**Goal**
Convert the records into a JSON list of strings, one string per line with blank lines omitted, starting with the line containing "of the church" and running through the end of the records.

**Records supplied**
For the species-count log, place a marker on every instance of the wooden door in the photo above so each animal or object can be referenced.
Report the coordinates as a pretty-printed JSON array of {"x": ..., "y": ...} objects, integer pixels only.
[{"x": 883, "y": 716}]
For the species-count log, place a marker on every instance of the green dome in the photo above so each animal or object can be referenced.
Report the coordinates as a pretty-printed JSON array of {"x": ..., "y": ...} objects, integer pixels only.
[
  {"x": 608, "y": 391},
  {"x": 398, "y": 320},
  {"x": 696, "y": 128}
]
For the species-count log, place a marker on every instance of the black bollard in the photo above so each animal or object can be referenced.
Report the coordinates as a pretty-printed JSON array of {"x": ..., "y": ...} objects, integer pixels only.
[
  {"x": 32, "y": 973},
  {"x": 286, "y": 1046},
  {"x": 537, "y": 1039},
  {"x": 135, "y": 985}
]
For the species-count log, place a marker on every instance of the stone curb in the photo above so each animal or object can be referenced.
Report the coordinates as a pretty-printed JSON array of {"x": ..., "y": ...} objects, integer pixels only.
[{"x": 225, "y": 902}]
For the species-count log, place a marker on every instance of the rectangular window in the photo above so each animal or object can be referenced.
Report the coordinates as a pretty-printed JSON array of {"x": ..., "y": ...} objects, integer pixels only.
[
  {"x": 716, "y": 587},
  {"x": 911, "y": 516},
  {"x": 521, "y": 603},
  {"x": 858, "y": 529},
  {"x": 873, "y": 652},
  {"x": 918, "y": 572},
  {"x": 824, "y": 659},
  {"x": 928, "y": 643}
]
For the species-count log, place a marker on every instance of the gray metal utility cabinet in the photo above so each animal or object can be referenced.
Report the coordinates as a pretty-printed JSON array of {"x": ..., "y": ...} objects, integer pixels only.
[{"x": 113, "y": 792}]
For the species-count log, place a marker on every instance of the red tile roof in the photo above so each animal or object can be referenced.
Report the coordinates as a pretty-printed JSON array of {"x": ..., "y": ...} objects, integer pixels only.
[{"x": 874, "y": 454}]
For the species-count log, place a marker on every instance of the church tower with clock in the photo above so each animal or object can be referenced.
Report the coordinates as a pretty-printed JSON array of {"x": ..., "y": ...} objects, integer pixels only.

**Final result**
[
  "For the species-count log, place a marker on every instance of the church tower with clock in the photo above so each animal or object can be referenced.",
  "Report the coordinates as a pretty-printed JSON array of {\"x\": ..., \"y\": ...} objects, integer pixels only."
]